··· AVAILABLE RECORDS
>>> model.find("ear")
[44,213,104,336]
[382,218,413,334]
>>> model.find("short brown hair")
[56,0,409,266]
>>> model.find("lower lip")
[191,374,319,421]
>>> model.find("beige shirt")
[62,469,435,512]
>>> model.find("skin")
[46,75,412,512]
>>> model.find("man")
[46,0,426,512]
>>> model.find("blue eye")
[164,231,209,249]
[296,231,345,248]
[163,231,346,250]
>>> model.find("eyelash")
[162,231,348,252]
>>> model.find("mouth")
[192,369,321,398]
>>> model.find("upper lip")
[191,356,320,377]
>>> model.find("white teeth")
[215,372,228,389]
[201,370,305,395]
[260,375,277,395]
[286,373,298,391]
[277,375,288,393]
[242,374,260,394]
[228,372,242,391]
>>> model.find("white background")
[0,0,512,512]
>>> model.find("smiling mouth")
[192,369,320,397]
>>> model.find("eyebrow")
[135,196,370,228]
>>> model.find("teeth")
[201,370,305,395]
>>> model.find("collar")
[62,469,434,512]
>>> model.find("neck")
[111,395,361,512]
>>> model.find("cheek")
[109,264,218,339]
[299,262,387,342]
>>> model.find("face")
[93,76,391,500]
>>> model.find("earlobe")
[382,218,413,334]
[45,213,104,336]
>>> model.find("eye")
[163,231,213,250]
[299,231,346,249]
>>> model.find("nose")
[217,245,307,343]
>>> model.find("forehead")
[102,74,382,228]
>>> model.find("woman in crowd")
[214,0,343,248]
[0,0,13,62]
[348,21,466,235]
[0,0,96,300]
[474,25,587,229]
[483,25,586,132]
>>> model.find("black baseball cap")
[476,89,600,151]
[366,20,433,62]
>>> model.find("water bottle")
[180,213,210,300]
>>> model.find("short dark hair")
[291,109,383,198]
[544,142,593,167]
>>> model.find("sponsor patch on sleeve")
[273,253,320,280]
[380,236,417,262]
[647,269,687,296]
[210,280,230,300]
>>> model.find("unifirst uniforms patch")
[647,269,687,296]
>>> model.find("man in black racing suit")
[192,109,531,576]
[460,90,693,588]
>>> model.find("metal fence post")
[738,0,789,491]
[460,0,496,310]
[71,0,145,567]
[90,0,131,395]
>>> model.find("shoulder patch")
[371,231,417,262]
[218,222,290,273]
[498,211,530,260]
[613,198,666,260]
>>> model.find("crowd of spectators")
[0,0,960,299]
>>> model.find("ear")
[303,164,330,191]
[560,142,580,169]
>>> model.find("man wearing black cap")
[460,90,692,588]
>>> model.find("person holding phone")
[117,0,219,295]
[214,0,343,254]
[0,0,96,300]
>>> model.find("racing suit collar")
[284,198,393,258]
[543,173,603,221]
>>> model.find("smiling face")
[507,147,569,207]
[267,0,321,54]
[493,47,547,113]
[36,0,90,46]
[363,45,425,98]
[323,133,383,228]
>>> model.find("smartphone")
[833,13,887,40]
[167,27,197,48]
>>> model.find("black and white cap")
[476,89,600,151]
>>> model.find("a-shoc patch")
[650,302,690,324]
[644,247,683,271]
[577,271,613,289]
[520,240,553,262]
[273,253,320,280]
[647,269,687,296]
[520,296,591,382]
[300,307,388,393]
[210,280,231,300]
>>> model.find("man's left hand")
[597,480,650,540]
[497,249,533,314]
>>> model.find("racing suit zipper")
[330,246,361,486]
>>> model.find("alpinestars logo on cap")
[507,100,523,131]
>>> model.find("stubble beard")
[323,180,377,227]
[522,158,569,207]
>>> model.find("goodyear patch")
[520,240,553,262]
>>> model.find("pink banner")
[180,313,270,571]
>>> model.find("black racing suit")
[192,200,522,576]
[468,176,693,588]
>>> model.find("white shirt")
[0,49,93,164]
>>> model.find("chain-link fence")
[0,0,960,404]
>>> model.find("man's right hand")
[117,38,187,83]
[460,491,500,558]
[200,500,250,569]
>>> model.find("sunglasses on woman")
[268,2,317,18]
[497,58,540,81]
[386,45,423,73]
······
··· AVAILABLE RECORDS
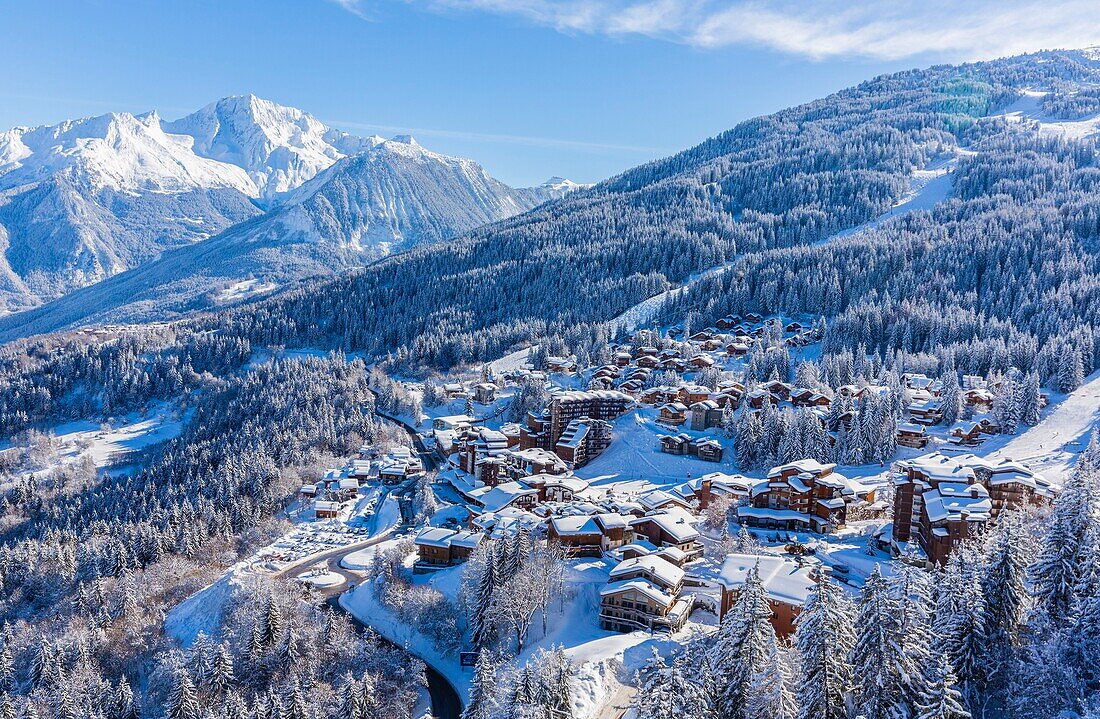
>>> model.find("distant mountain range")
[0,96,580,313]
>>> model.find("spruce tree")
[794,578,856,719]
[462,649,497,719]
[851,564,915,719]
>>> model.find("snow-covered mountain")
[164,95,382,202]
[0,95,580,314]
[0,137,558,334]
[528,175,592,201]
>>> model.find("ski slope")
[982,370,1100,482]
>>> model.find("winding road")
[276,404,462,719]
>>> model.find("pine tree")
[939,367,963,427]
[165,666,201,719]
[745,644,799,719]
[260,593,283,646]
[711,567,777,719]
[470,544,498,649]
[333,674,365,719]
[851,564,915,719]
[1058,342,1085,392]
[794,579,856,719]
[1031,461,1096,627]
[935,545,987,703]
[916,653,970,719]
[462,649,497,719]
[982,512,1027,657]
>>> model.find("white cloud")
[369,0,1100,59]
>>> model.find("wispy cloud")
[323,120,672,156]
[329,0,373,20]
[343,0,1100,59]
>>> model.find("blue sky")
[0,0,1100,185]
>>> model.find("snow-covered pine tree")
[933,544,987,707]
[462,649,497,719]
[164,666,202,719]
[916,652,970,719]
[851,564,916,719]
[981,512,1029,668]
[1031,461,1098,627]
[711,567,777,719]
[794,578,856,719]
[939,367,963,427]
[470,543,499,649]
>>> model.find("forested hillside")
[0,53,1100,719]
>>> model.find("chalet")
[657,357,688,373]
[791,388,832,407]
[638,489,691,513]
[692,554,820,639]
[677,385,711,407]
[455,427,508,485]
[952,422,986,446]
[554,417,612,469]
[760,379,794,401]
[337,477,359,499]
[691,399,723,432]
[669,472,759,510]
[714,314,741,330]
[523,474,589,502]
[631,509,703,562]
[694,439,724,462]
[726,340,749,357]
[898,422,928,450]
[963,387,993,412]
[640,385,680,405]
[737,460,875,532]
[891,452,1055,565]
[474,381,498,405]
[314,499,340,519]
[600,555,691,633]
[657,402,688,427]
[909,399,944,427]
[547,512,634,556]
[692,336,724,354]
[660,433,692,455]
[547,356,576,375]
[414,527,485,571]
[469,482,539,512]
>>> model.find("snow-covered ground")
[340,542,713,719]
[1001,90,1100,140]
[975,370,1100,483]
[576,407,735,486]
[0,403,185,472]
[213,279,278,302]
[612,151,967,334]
······
··· AVAILABLE RECORDS
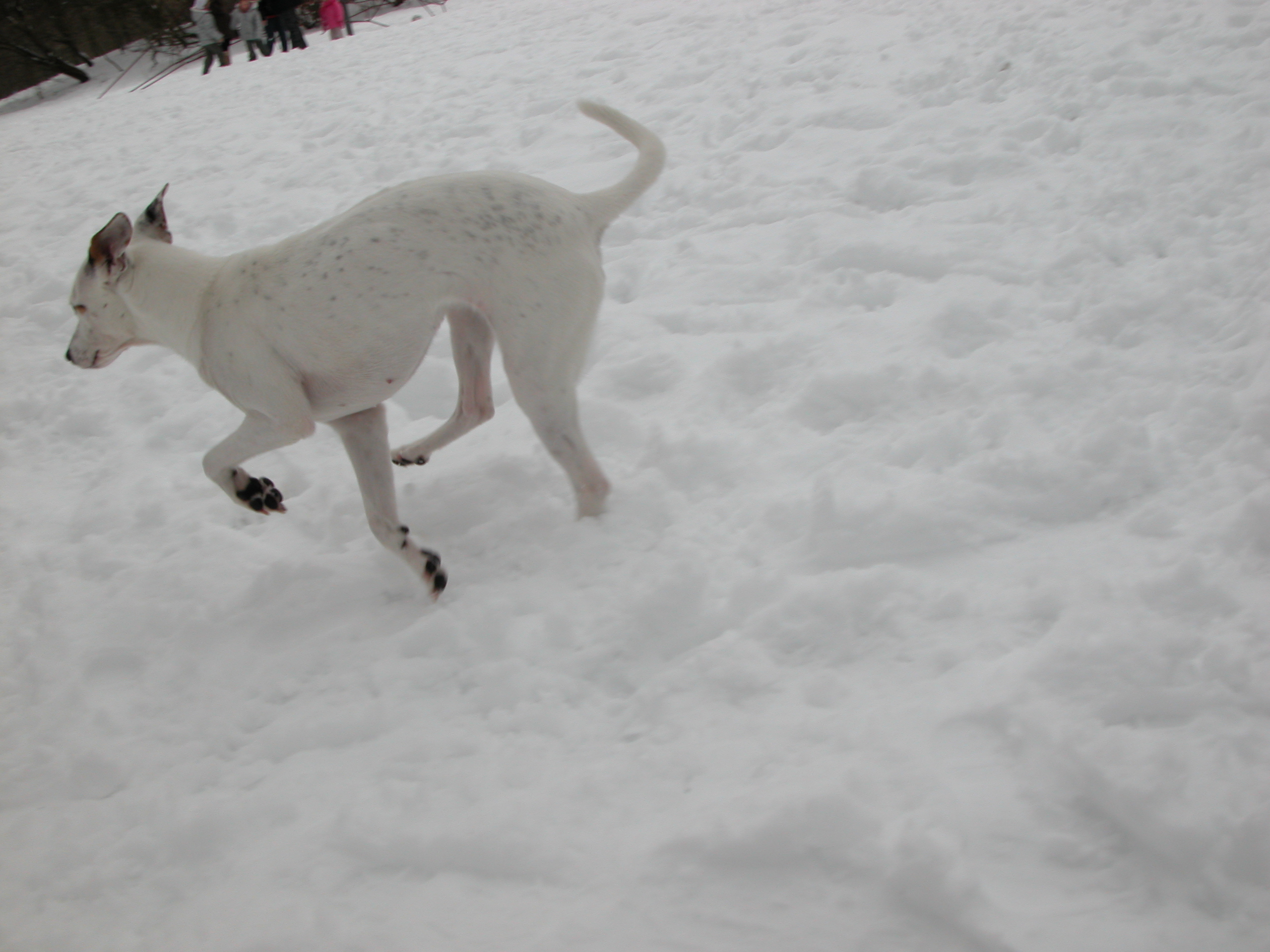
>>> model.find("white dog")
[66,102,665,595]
······
How many lines in the items above contain the string "mouth"? Matching is case-sensitive; reply with the number alone.

# [ANSWER TO THE PROBLEM]
2